## SELECTION
Ronald Bergan’s two Guardian pieces on the state of film criticism – “What every film critic must know” and “The film critic is dead, long live the film critic” anticipate much of this mini-essay. This piece is no rebuttal, as Bergan’s thesis is sound, but there’s a follow up conversation to be had, namely what does effective criticism look like and how can it be made relevant to a disinterested audience?
Bergan’s pieces contained many salient points about the state of film criticism. He produced a list of must haves for the fledging film writer and noted that the universality of the medium, its democratic nature, had lead to the creation of another popular fiction, that cinema wasn’t an art form and therefore serious criticism would only serve to exclude the very people who enjoyed it.
This is the man and woman in the street who sees their trip to the movies as a throw away form of entertainment. I’d go further than Bergan and suggest that this idea has poisoned the popular imagination. What’s frustrating is that this meme has become so successful that it’s bled into every aspect of film production and reception. Millions of people attribute the label “film fan” to themselves and celebrate photochemical waste with the badge proudly displayed. The irony is that rather than Film being a simple form of entertainment, the converse is true.
Film is arguably the most complicated of the arts and therefore requires the highest level of scrutiny. It must be divorced completely from the apparatus of production, because this engenders the notion that it’s little more than an industrial process that churns out confectionary for the “masses” to gobble up. It’s a fusion of hitherto existing arts – music, theatre and literature, from which it has borrowed many of its narrative conventions, but film’s effect upon its audience is arguably more influential, more immediate and, when viewing the kaleidoscope from the other end, more reflective of the cultural imperatives that shape even the most innocuous of narratives.
The manner in which the elements of musical score, staging, lighting, performance and the medium’s distinct grammar – the close up, the two shot, the tracking shot and so on, interrelate to produce the desired effect (or not), require an attuned sense. Of course anyone can potentially do it, that’s not the fallacy. The fallacious argument is that anyone can do without being re-educated in how to read what they’re looking at. Once you’ve learnt how to taste wine, at the risk of choosing an elitist metaphor, you can never drink gut rot with the same indifference. The same is true for the trained eye. Good film critics differentiate the vintages from the table wine and invite the public to employ the same techniques to test for themselves.
When Bergan dared to suggest that the humble film critic should be educated above the level of their readership, he was accused of being elitist. But why? If the film critic knows his Bazin from his Eisenstein, if he understands how mise-en-scene functions to alter an audience’s psychological reaction to a scene, if he’s grounded in the history of the medium and can recognise the influence of art in the cinematic artifice and the rich inheritance of film movements, reworked in the modern movie; if he knows all of this, and the ‘he’ is figurative, then the critic has an opportunity to educate his readership and introduce them to ways of seeing film which they may not have considered.

## STATED PROBLEM 1
In the essay on film criticism, what was Bergan accused of when he suggested that film critics should be educated above the level of their readership?
## STATED PROBLEM 2
Write a continuation of the essay on film criticism, starting right after its final sentence.

## RECORD EXCERPTS

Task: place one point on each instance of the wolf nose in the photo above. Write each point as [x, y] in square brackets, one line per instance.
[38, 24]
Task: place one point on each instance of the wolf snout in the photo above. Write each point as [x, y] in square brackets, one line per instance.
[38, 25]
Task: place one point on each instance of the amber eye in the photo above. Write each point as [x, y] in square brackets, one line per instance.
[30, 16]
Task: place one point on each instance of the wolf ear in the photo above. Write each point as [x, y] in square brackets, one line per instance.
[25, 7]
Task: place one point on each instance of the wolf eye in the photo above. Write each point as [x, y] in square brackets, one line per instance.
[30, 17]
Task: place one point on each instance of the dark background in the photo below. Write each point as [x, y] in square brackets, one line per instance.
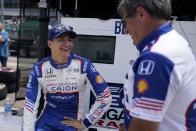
[106, 9]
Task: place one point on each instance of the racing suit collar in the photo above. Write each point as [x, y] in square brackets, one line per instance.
[153, 36]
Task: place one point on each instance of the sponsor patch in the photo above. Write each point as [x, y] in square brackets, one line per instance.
[142, 86]
[146, 67]
[99, 79]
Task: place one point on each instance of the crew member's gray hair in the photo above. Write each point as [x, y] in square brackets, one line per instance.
[156, 8]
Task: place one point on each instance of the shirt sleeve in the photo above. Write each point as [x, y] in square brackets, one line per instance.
[101, 92]
[32, 98]
[153, 86]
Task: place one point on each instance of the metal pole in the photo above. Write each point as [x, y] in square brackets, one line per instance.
[43, 30]
[76, 11]
[2, 9]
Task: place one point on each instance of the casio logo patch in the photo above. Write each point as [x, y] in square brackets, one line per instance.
[146, 67]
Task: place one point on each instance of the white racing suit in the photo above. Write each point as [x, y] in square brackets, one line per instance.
[63, 87]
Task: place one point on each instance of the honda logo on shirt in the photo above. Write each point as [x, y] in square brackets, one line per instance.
[49, 71]
[146, 67]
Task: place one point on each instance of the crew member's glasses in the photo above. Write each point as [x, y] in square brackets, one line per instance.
[62, 41]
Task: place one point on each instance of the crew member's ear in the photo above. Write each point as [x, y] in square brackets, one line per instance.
[141, 12]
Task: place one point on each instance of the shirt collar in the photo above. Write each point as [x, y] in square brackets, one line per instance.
[153, 36]
[59, 66]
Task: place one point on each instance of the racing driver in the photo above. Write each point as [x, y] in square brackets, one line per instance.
[62, 77]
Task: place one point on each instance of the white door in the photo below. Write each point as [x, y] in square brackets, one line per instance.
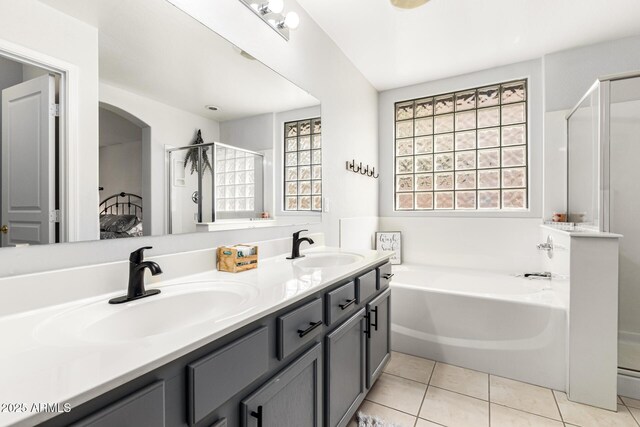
[28, 162]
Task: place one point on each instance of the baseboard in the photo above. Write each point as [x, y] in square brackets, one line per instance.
[629, 383]
[629, 336]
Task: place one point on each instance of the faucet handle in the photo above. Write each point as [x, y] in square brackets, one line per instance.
[296, 235]
[137, 256]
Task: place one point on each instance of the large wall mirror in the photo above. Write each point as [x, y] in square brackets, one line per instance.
[192, 133]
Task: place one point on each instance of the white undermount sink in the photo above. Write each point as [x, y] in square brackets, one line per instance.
[327, 259]
[176, 307]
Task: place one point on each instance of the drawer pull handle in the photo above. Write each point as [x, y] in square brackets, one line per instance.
[347, 303]
[258, 415]
[367, 326]
[375, 322]
[311, 327]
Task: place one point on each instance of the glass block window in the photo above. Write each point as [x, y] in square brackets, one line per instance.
[303, 165]
[235, 180]
[463, 151]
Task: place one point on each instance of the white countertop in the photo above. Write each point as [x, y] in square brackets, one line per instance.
[34, 369]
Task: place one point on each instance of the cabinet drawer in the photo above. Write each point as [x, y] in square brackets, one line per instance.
[366, 285]
[384, 275]
[299, 327]
[142, 408]
[214, 379]
[341, 302]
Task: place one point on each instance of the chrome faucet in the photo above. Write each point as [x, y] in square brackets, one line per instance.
[547, 247]
[295, 249]
[136, 288]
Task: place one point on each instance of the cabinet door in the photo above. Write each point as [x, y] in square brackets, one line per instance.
[379, 335]
[345, 369]
[293, 398]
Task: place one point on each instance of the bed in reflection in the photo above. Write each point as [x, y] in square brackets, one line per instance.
[120, 216]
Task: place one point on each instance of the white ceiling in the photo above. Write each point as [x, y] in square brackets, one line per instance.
[152, 48]
[394, 47]
[115, 129]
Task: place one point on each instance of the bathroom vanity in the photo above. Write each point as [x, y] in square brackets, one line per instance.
[304, 353]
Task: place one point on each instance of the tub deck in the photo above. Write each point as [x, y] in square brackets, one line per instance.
[491, 322]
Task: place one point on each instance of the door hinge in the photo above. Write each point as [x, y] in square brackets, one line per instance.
[54, 215]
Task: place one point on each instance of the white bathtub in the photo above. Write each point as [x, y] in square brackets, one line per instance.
[491, 322]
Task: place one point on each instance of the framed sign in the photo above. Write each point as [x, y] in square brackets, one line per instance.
[390, 241]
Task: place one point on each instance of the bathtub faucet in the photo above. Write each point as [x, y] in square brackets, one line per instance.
[545, 275]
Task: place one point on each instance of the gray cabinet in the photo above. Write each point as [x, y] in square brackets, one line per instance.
[309, 364]
[142, 408]
[378, 335]
[341, 303]
[217, 377]
[293, 398]
[366, 285]
[298, 327]
[345, 370]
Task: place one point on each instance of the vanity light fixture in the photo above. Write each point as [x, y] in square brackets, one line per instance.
[272, 12]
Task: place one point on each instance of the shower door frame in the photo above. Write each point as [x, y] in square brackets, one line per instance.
[602, 88]
[200, 147]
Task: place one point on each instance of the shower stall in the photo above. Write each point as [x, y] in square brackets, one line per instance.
[212, 182]
[603, 191]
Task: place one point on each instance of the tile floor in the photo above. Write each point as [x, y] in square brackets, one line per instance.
[416, 392]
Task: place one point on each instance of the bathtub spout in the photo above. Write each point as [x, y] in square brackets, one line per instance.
[545, 275]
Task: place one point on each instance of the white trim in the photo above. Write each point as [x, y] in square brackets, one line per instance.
[628, 384]
[69, 113]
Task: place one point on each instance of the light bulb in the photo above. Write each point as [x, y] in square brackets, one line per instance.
[275, 6]
[292, 20]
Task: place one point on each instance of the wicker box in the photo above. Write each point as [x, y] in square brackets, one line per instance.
[229, 260]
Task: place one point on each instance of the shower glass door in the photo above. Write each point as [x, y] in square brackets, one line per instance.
[212, 182]
[624, 211]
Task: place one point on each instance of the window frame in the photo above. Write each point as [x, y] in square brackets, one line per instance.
[477, 211]
[311, 164]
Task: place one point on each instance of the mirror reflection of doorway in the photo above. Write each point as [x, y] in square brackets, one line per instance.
[29, 206]
[121, 174]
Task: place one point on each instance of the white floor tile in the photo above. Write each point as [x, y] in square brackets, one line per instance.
[398, 393]
[461, 380]
[411, 367]
[589, 416]
[502, 416]
[391, 416]
[522, 396]
[632, 403]
[425, 423]
[453, 409]
[636, 414]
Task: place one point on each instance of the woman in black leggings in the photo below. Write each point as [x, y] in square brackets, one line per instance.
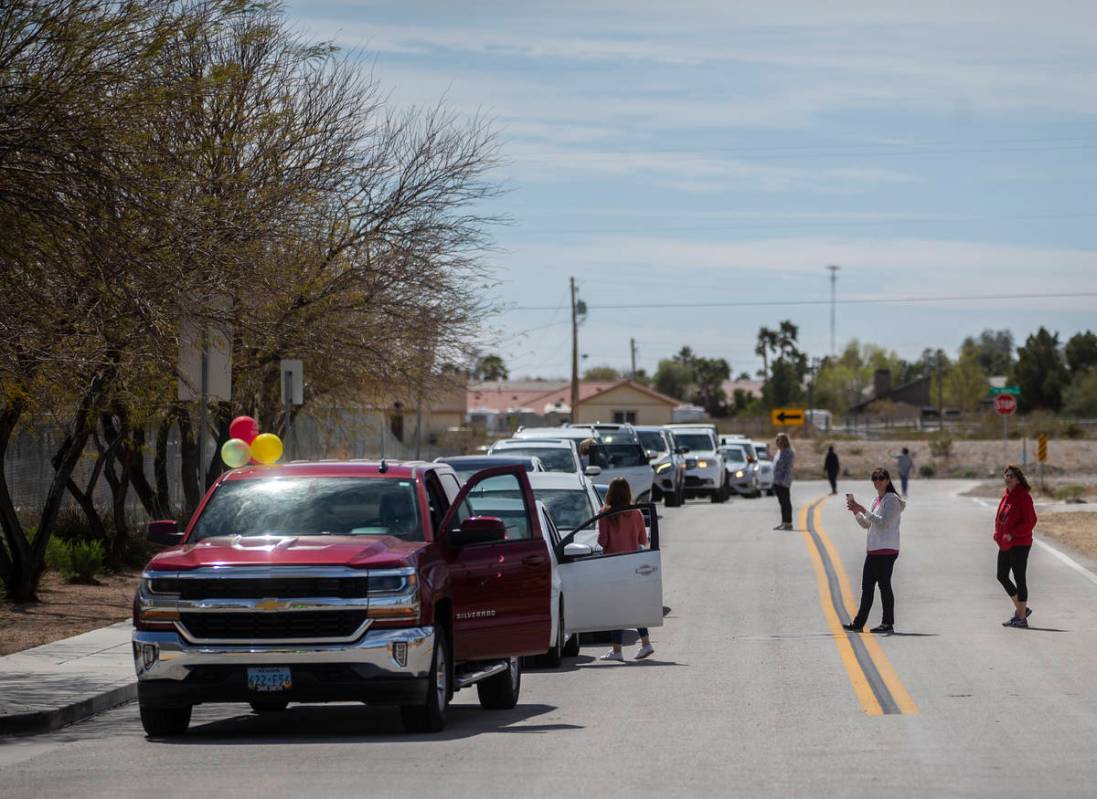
[1013, 531]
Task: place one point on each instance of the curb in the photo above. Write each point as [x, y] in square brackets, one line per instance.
[40, 721]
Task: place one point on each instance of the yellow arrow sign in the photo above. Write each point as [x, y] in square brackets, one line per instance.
[787, 417]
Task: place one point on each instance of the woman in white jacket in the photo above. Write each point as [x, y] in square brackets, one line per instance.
[881, 520]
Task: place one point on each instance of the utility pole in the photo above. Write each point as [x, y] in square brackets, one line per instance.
[834, 293]
[575, 355]
[940, 395]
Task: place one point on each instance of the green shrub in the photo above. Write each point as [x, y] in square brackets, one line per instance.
[57, 555]
[86, 561]
[940, 447]
[1065, 493]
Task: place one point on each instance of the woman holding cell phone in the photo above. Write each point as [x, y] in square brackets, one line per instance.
[882, 521]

## REPLY 1
He was accused of being elitist.

## REPLY 2
This process need not be patronising nor, in the Virginia Woolf mode, exclusionary. The novelist Alan Sillitoe famously remarked that the sign of a good writer was the ability to communicate the intricacies of the human experience in language that could be universally understood. The greatest film critics, Pauline Kael being an obvious but no less worthy example for all that, have that same ability. Kael wrote without recourse to pretension. She didn’t need it, her sentences were gold plated with authority. She wrote with concision and with an understanding of the industrial and cultural contexts that informed the films under discussion and by extension, shaped her reviews.
“Film reviewers should smarten up” Bergan argued, and there’s every reason to think he has a point. He recalled Oscar Wilde’s contention that “the public…are continually asking art to be popular, to please their want of taste, to flatter their absurd vanity. The public should try to make itself artistic.” The problem is that the internet, which attains its power from the bottom up, that is to say, from the general public, is in thrall to the absurd vanity that Wilde identified.
Film blogs, which are numerous and virtually identical, suffer because they’re front loaded with the same erroneous assumptions. First and foremost they assume that what the public gets the public wants. In order to be relevant they must tap into popular trends and follow them, rather than framing the discussion on their own terms. They’re written by film fans, a broad church if ever there was one, who may, for the most part, know the cinematic price of everything and the value of nothing.
Assuming that their interest extends beyond the mainstream Hollywood product which they’ve patronised and which drove them to wanting a proxy role in the discourse about these movies, they’ve little to say beyond a general discussion about whether they liked what they were spoon-fed or not. It isn’t uncommon for bloggers to assume that the very existence of their blog gives their opinions an authority which it might otherwise lack. Reared on magazines that give a perfunctory and often simplistic reading of films, their bad habits are embedded from the outset; a generation of young critics who’ve been indoctrinated to believe that an intellectual and considered examination of a film is by definition, pretension, the over intellectualising of the material. This is a tacit acknowledgement that they’ve been conditioned to believe that film for the most part functions as entertainment and that structuring assumption should not be questioned. Even if they chose to question it, their readership might not and therefore challenging reader’s assumptions could alienate them. For this reason, many film blogs are wasted opportunities.
They may come into existence under the umbrella of independence, and for the writers of this site that concern is paramount, but fatally, their strategy for attaining a readership is predicated upon following the mainstream media’s model; the use of PR companies to attend junkets and press conferences, the crowing and fawning over exclusives with filmmakers, all of which makes these outlets indistinguishable from their print media forebears. Readership is built without giving the new constituency something of value to read.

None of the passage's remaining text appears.